• [Instructions for the task] Extract each record and reproduce it exactly.

Some records:
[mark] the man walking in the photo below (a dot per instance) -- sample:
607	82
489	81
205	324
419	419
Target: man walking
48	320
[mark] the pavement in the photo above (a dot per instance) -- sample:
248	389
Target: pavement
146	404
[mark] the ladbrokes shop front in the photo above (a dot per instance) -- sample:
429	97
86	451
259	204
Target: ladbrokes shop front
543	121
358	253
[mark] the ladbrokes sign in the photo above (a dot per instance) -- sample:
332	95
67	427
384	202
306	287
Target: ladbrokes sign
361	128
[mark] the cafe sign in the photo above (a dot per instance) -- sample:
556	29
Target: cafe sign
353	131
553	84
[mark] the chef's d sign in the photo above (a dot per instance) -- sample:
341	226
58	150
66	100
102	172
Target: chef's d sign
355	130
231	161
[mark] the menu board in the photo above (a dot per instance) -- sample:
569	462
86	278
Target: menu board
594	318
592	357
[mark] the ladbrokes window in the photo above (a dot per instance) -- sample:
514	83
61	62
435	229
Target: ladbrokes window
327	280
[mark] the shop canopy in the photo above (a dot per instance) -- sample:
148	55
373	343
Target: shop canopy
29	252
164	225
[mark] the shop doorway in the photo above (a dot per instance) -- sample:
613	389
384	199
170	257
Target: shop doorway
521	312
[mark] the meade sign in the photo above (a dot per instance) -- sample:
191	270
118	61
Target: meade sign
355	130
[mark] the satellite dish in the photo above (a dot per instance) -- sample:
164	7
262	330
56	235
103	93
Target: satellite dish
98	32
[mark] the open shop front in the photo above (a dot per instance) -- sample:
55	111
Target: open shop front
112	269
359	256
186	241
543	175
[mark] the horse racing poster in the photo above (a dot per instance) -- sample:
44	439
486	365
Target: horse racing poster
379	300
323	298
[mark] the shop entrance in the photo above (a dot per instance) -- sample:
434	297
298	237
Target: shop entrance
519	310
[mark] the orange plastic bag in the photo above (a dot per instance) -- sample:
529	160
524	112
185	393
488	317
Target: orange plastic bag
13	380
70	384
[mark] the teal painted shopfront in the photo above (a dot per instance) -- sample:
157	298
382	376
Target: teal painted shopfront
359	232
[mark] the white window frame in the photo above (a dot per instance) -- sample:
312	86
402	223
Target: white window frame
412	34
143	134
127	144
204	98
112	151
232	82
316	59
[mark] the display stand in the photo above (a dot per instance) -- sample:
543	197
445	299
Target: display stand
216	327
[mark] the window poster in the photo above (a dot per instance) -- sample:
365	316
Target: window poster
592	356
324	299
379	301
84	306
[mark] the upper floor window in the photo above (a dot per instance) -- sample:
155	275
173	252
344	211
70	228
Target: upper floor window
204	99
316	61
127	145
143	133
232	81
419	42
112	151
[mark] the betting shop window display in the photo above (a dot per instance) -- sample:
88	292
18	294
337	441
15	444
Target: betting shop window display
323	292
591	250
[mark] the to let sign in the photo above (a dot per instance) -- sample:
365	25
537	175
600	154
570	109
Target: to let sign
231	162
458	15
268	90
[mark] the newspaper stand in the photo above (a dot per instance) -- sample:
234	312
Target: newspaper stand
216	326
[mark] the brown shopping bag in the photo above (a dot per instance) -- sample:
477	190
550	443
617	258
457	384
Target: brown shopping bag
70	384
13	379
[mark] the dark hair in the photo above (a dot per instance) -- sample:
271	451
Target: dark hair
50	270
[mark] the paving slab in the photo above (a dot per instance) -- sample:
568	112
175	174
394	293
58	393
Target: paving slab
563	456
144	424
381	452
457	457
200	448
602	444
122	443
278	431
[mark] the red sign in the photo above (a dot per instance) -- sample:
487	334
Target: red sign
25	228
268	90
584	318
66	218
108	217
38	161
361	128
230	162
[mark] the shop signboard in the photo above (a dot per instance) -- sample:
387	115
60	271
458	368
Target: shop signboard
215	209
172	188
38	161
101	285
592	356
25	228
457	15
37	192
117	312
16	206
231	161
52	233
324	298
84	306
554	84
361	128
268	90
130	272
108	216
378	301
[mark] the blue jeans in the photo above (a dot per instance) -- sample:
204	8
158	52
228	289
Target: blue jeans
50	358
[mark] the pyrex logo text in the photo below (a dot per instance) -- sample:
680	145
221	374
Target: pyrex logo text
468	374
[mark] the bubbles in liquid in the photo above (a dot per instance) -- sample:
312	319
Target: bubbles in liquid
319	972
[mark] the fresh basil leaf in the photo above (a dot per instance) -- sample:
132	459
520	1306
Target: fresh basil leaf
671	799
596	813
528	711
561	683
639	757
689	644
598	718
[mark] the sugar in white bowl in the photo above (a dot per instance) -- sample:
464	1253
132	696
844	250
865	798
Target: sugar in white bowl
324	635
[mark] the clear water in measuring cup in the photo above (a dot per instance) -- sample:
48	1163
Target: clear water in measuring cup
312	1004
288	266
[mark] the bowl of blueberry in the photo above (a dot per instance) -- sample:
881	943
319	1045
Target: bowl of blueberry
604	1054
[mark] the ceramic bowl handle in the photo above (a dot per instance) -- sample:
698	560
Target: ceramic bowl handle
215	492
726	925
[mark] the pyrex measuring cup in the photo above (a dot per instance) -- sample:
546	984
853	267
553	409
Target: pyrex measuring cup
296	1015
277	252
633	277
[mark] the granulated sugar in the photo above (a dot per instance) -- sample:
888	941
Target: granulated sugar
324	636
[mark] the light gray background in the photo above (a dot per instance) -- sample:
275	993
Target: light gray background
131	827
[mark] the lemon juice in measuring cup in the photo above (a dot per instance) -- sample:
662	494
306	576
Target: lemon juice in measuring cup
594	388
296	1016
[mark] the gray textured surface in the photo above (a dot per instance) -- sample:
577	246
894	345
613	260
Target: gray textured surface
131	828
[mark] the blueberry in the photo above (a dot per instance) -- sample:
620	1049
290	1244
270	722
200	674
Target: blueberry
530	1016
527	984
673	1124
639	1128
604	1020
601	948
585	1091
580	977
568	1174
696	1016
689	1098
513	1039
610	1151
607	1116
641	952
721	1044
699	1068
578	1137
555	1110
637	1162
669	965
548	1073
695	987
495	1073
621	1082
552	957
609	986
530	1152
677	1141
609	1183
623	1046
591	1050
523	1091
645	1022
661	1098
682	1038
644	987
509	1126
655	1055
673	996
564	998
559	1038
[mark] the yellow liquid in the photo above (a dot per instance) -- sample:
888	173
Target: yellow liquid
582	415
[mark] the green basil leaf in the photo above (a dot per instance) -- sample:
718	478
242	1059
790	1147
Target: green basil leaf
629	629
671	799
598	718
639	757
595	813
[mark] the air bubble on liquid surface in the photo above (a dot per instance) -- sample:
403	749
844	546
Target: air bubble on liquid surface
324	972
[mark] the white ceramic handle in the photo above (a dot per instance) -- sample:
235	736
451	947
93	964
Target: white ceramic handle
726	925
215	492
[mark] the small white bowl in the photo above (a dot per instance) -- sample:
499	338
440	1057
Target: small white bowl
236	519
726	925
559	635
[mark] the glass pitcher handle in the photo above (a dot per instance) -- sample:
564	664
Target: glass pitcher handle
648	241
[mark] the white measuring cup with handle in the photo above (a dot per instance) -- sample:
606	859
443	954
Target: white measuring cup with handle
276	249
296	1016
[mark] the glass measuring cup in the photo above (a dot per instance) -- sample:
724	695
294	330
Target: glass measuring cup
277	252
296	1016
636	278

• [Answer in full]
[mark] the man walking in the photo below (a dot per instance) -- sample:
607	82
489	81
205	324
419	419
Target: man walking
48	320
[mark] the pavement in the photo above (a dot per instance) -- sample:
248	389
Target: pavement
146	404
[mark] the ladbrokes shop front in the photo above (a dot per instance) -- sample:
429	97
86	451
259	204
Target: ladbrokes shop front
543	121
358	253
[mark] the ladbrokes sign in the photo above (a dot per instance) -- sample:
332	95
67	427
384	202
306	287
Target: ladbrokes sign
361	128
[mark] the cafe sign in the photo above (a dot per instance) -- sample:
556	29
Target: cafe sign
353	131
553	84
[mark] the chef's d sign in the photo above (a dot per instance) -- sample:
341	226
58	150
66	100
102	172
Target: chef's d sign
355	130
231	161
[mark] the menu board in the photo above (a dot per instance) -- sample:
569	462
86	278
Target: menu board
594	318
592	357
[mark] the ladbrokes window in the photo above (a dot per instance) -- sample:
514	83
61	62
435	229
Target: ladbrokes window
327	280
[mark] the shop canopy in the photo above (a dot per instance) -- sample:
148	55
373	343
Target: shop canopy
29	252
164	225
[mark] the shop doorway in the photo above (a dot per instance) -- sample:
613	389
384	199
170	257
Target: shop doorway
521	312
[mark] the meade sign in the photo above (a dot per instance) -- sample:
191	270
118	61
Target: meade sign
355	130
[mark] the satellite dish in the photo above (a dot per instance) -- sample:
164	7
262	330
56	235
103	93
Target: satellite dish
98	32
[mark] the open shop front in the photo above (a dot per instance) -- sample:
55	111
Target: open shop front
112	269
359	256
186	241
543	175
[mark] the horse racing poster in the photo above (a dot per instance) -- sample:
44	439
486	365
Target: horse racing poster
379	300
323	298
[mark] the shop entrance in the photo above (a dot per instance) -- sample:
434	297
298	237
Target: shop entrance
519	310
[mark] the orange plastic bag in the photo above (a dot per instance) -- sample:
529	160
524	112
185	393
488	317
Target: orange plastic bag
13	380
70	384
[mark] the teal painted shopfront in the photo above (a dot per instance) -- sample:
157	298
382	376
Target: teal painted shopfront
359	232
[mark] the white window frame in the photo above (a dot per instance) -- sample:
312	86
402	223
Target: white window frame
412	34
143	134
127	144
204	98
112	151
232	82
316	59
[mark] the display stand in the photo above (a dot per instance) -- sample:
543	197
445	299
Target: display stand
216	327
[mark] the window poster in the photo above (a dot per instance) -- sample:
365	316
Target: window poster
592	356
324	299
379	301
84	306
[mark] the upper floor window in the photo above (a dot per instance) -- sample:
155	275
173	252
344	211
70	228
Target: upper floor window
204	99
316	61
127	145
143	133
232	81
419	42
112	151
[mark] the betting shop window display in the photo above (a dot per instance) -- sample:
88	292
18	294
337	441
15	444
Target: betting shop window display
323	292
591	250
[mark] the to let sign in the photo above (a dot per instance) -- sample:
365	25
537	175
600	154
570	109
Target: to let sign
231	162
458	15
268	90
[mark] the newspaper stand in the photo above (a dot per instance) -- sample:
234	312
Target: newspaper stand
216	326
[mark] the brown shopping bag in the photo above (a dot per instance) -- sample:
477	190
550	443
617	258
457	384
Target: brown shopping bag
70	384
13	379
[mark] the dark hair in the photo above (a dot per instance) -- sample:
271	451
Target: dark hair
50	270
[mark] the paving slab in the photo above (a dot per instance) -- sample:
568	112
175	174
394	293
58	393
Target: paving slab
563	456
144	424
381	452
457	457
200	448
602	444
122	443
278	431
[mark] the red sign in the photo above (a dot per instance) -- sample:
487	334
Target: red sign
25	228
268	90
584	318
66	218
108	217
38	161
361	128
230	162
[mark] the shop signboard in the photo above (a dot per instance) -- sample:
387	115
60	271
458	368
Target: shop signboard
215	209
172	188
38	161
101	285
592	356
25	228
457	15
37	192
117	312
16	206
231	161
52	233
324	298
84	306
554	84
361	128
268	90
130	272
108	216
378	301
[mark] the blue jeans in the photo above (a dot per instance) -- sample:
204	8
158	52
228	289
Target: blue jeans
50	358
[mark] the pyrex logo text in the photo below (a dot per instance) -- sample:
680	145
221	374
Target: pyrex logo text
468	374
[mark] the bubbles in liquid in the photo above (a dot per instance) -- sample:
312	319
Target: bubbles in liquid
319	972
[mark] the fresh basil leaf in the photo above (a dot per instance) -- sample:
132	459
520	1306
Target: fresh basil leaf
671	799
596	813
528	711
561	683
639	757
689	644
598	718
[mark] the sugar in white bowl in the photo above (a dot per instance) -- sample:
464	1253
132	696
844	250
865	798
Target: sugar in white bowl
324	635
[mark] the clear water in measuring cup in the photo above (a dot per instance) -- sample:
48	1163
Target: clear water in measuring cup
312	1004
288	266
[mark] the bowl of blueberry in the photo above (a dot per instance) -- sample:
881	943
319	1045
Target: bowl of blueberry
604	1054
[mark] the ceramic bowl handle in the photo above (a dot per instance) -- sample:
698	560
Target: ceramic bowl handle
215	492
726	925
[mark] the pyrex measuring cup in the photo above (a dot per instance) -- sample:
546	984
853	267
553	409
Target: pyrex measuring cup
296	1015
277	252
633	277
[mark] the granulated sugar in the photo above (a dot per instance) -- sample:
888	941
Target: granulated sugar
324	636
[mark] the light gray background in the photo above (a dot per instance) -- sample:
275	993
Target: light gray background
131	827
[mark] the lemon juice in measuring cup in the photo above (a dot per instance) -- sample:
662	494
306	576
Target: lemon juice in measuring cup
594	388
296	1016
[mark] the gray textured surface in the photo above (a dot per instance) -- sample:
577	246
894	345
613	260
Target: gray textured surface
131	828
[mark] the blueberry in the photo above (a dot per instance) -- sample:
620	1049
290	1244
270	722
200	674
Target: blueberry
530	1016
527	984
673	1124
639	1128
604	1020
601	948
585	1091
580	977
568	1174
696	1016
689	1098
513	1039
610	1151
607	1116
641	952
721	1044
699	1068
578	1137
555	1110
637	1162
669	965
548	1073
695	987
495	1073
621	1082
552	957
609	986
530	1152
677	1141
609	1183
623	1046
591	1050
523	1091
645	1022
661	1098
682	1038
644	987
509	1126
655	1055
673	996
564	998
559	1038
[mark] the yellow liquid in the photo above (a dot per instance) -- sample:
888	173
Target: yellow liquid
582	415
[mark] the green basil leaf in the photo above (a dot per instance) -- sample:
718	478
242	1059
790	1147
Target: green basil leaf
629	629
671	799
598	718
639	757
595	813
[mark] the air bubble on liquid surface in the photo above (a dot per instance) -- sample:
403	749
844	546
Target: air bubble on liquid surface
324	972
[mark] the white ceramic handle in the photo above (a dot per instance) -- sample:
235	736
451	947
93	964
Target: white ceramic handle
726	925
215	492
[mark] the small white bowl in the photo above (a dot per instance) -- sample:
499	338
440	1057
Target: small white bowl
236	519
726	925
559	635
[mark] the glass pitcher handle in the photo above (a dot per instance) -- sample:
564	664
Target: glass pitcher handle
648	241
[mark] the white measuring cup with handle in the photo above (a dot per instance) -- sample:
606	859
443	954
Target: white measuring cup with handle
276	249
296	1016
[mark] the glass measuring cup in the photo above (a dot per instance) -- sample:
724	695
294	330
Target: glass measuring cup
277	252
296	1016
636	278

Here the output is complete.